- _TO DO_:
Set out each line of the material below as a numbered list. Omit blank lines, and leave the pictures out of the answer.
━━ GIVEN INFORMATION
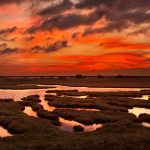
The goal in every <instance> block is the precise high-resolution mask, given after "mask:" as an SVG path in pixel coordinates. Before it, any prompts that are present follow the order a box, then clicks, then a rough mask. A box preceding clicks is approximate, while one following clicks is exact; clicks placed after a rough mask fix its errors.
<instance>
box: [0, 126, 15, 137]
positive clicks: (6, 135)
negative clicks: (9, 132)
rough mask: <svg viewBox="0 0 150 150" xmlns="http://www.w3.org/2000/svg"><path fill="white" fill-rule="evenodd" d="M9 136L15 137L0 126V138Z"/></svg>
mask: <svg viewBox="0 0 150 150" xmlns="http://www.w3.org/2000/svg"><path fill="white" fill-rule="evenodd" d="M8 136H13V135H12V134H10V133H9V132H8V131H7V130H6V129H4V128H3V127H1V126H0V137H2V138H4V137H8Z"/></svg>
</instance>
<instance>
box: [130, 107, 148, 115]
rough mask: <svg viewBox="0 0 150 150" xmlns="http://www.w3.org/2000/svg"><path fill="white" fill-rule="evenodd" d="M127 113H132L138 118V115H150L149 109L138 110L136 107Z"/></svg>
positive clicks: (140, 109) (139, 109)
mask: <svg viewBox="0 0 150 150" xmlns="http://www.w3.org/2000/svg"><path fill="white" fill-rule="evenodd" d="M128 111H129V113H132V114H134V115H136V116H137V117H139V115H140V114H144V113H145V114H150V109H146V108H138V107H133V109H128Z"/></svg>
━━━━
- _FINISHED EXERCISE_:
1. The goal in every <instance> block is the precise high-resolution mask, given after "mask:" as an SVG path in pixel coordinates. Before it, any prompts that are present follow the order a box, then clicks, then a rough mask. A box preceding clicks is approximate, while one following clicks is exact; clicks placed after a rough mask fix its errors.
2. <instance>
3. box: [0, 126, 15, 137]
4. positive clicks: (6, 135)
5. negative clicks: (9, 132)
6. rough mask: <svg viewBox="0 0 150 150" xmlns="http://www.w3.org/2000/svg"><path fill="white" fill-rule="evenodd" d="M9 136L15 137L0 126V138Z"/></svg>
7. mask: <svg viewBox="0 0 150 150" xmlns="http://www.w3.org/2000/svg"><path fill="white" fill-rule="evenodd" d="M8 136H13V135H12V134H10V133H9V132H8V131H7V130H6V129H4V128H3V127H1V126H0V137H2V138H4V137H8Z"/></svg>
8. </instance>
9. <instance>
10. box: [130, 107, 148, 115]
11. rough mask: <svg viewBox="0 0 150 150" xmlns="http://www.w3.org/2000/svg"><path fill="white" fill-rule="evenodd" d="M127 113H132L138 118V115H150L149 109L138 110L136 107Z"/></svg>
12. positive clicks: (140, 109) (139, 109)
13. mask: <svg viewBox="0 0 150 150" xmlns="http://www.w3.org/2000/svg"><path fill="white" fill-rule="evenodd" d="M128 111H129V113H132V114H134V115H136V116H137V117H139V115H140V114H144V113H145V114H150V109H146V108H138V107H133V109H128Z"/></svg>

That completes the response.